[Excerpts from a dataset on pointing at objects]
━━━━
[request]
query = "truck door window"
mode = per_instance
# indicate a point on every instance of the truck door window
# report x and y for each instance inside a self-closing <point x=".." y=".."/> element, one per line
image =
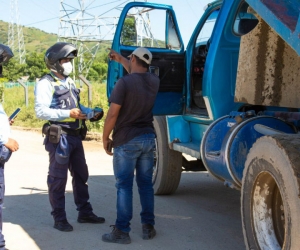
━━━━
Can you reproduce every line of the entries above word for word, omitting the pictures from your answer?

[request]
query = "truck door window"
mode = per_instance
# indicate a point on every instance of the truck door window
# report x and y for each instance inside a self-closing <point x=".." y=".."/> element, one per line
image =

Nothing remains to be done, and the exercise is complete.